*Tasks to complete*.
• a. Summarize the passage on protein secondary structure in two sentences.
• b. Resume the passage on protein secondary structure after its final sentence.
(Beginning of Document excerpt)
Stretches or strands of proteins have distinct characteristics local structural conformations dependent on hydrogen bonding
The secondary structure involves repeated folding of polypeptides, the building blocks of proteins. Hydrogen bonding stabilizes the structure.
There are two major types of secondary structures: alpha-helix and beta-pleated sheets
Linus Pauling first predicted that the alpha-helix exists. His prediction was confirmed by Max Perutz and John Kendrew viewed myoglobin with x-ray crystallography. They won the 1962 Nobel Prize in chemistry 1962 for this accomplishment.
(End of Document excerpt)
(Beginning of Listed records)
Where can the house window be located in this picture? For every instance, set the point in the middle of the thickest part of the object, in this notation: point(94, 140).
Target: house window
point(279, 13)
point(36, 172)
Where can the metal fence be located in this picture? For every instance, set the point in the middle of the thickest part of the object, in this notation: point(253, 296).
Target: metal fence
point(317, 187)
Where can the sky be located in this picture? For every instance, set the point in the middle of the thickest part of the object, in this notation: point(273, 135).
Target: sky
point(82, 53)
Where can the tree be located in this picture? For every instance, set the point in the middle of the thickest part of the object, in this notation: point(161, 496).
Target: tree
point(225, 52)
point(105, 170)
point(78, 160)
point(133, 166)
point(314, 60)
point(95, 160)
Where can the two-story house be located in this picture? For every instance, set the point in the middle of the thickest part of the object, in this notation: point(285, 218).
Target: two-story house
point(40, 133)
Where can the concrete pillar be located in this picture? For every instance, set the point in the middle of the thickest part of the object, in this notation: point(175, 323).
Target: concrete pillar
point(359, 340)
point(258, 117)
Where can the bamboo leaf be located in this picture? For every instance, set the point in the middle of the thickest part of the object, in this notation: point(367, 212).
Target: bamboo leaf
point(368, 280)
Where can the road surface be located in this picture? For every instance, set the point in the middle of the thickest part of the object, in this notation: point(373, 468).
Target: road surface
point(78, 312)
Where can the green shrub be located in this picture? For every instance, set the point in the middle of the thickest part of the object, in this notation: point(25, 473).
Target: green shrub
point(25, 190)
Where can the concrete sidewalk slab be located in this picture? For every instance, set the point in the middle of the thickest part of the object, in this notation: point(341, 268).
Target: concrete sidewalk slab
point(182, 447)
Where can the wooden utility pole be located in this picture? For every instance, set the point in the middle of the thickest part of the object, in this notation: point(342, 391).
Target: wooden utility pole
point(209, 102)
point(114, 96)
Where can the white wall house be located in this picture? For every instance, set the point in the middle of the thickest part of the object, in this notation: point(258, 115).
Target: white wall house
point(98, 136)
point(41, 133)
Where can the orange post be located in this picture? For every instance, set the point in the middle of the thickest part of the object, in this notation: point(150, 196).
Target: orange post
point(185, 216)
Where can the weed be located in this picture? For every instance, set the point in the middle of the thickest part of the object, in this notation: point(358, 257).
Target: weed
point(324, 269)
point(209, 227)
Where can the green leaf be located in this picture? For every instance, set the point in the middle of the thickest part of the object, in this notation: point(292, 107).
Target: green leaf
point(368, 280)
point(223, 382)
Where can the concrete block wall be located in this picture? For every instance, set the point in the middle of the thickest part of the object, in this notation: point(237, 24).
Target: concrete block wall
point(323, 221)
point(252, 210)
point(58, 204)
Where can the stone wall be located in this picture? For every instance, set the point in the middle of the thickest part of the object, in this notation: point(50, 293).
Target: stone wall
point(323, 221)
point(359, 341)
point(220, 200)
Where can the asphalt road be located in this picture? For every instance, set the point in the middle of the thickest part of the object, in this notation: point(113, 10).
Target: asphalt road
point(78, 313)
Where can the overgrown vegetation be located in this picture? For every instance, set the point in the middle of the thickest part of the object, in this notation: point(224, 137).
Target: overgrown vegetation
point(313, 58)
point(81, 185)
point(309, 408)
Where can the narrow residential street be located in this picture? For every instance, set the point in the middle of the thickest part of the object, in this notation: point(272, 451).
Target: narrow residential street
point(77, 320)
(End of Listed records)
(Beginning of Listed records)
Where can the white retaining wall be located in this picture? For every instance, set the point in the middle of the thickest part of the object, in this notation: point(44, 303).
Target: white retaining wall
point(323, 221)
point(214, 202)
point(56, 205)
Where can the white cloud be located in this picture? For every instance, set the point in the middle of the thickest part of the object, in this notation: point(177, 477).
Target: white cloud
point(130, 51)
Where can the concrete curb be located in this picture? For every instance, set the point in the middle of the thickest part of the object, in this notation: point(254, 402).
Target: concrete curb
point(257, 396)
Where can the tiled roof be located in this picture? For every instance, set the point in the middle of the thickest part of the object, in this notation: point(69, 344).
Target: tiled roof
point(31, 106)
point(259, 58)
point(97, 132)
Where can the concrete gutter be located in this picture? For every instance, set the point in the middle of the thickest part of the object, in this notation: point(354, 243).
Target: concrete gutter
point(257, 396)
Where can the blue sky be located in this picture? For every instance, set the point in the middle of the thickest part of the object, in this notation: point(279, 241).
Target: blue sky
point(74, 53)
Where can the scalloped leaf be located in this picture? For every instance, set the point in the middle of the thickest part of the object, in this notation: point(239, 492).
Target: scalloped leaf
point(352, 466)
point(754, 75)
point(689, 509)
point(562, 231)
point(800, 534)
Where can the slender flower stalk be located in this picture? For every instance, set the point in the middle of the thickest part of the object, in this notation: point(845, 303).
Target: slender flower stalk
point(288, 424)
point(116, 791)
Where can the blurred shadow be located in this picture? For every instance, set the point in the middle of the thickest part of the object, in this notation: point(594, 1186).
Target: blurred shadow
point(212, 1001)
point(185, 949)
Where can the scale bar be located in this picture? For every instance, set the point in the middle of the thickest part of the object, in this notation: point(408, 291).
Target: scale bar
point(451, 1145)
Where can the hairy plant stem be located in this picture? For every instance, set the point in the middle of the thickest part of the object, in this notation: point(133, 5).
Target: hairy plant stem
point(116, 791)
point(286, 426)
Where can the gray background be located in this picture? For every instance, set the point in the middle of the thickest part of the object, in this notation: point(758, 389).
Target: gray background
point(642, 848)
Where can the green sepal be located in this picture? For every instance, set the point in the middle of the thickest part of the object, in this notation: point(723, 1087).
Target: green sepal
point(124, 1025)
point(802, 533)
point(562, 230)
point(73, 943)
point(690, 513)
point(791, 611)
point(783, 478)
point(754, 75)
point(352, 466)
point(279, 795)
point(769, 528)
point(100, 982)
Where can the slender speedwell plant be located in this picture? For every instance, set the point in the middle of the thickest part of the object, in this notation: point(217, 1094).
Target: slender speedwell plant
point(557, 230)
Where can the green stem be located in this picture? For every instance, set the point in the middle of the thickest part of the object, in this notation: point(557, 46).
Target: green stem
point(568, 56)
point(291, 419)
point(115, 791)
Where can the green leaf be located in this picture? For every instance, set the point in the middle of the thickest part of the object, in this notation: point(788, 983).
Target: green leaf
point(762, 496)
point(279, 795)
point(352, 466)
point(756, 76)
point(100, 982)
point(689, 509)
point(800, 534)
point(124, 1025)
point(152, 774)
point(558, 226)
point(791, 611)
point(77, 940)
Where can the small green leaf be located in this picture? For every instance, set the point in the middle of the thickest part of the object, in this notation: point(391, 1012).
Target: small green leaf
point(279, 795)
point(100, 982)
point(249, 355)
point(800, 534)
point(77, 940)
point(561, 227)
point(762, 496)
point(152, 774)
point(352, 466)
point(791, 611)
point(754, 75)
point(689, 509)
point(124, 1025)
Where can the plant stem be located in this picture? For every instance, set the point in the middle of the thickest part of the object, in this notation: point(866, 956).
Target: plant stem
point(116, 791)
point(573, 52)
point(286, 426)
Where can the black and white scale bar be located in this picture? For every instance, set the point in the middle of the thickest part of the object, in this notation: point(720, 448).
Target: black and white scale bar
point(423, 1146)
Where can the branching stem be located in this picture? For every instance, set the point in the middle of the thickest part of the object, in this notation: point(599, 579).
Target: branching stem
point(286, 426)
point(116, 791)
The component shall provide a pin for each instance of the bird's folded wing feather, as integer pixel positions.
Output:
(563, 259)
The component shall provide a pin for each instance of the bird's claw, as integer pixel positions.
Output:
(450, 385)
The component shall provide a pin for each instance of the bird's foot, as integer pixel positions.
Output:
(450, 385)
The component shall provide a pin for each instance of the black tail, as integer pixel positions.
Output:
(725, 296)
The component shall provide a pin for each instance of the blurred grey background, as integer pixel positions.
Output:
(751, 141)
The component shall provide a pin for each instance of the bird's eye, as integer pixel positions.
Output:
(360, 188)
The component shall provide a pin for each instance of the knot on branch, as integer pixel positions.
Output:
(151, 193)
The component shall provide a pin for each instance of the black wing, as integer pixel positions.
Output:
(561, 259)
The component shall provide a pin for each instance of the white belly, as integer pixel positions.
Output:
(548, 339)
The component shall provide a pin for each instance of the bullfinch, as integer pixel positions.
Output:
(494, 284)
(End of Listed records)
*Task results*.
• a. Protein secondary structure involves repeated folding of polypeptides, is stabilized by hydrogen bonding, and comes in two major types: the alpha-helix and the beta-pleated sheet. Linus Pauling first predicted the alpha-helix, and Max Perutz and John Kendrew confirmed it by viewing myoglobin with x-ray crystallography, work that earned them the 1962 Nobel Prize in chemistry.

• b.
Alpha-helix: This structure involves an amine group hydrogen bonded to a carbonyl group. These structures are found in skin, hair, and other fibrous proteins. An alpha-helix has 3.6 residues/ turn meaning that every 100 degrees of rotation contains a single residue. A residue is simply a monomer that is a building block for any structure, in this case a protein. Carbonyl groups face the amine groups and are four residues away from each other. This is what forms the strong hydrogen bond that gives this structure so much stability. The alpha-helix is the most important structural component of proteins. However, there are additional helix structures that are found in proteins. These different helix structures differ in the sizes of their radii compared to the alpha-helix.
Beta-pleated sheets: This structure is another major type in proteins. It is comprised of sheets that are made up of beta-strands that are connected by hydrogen bonds.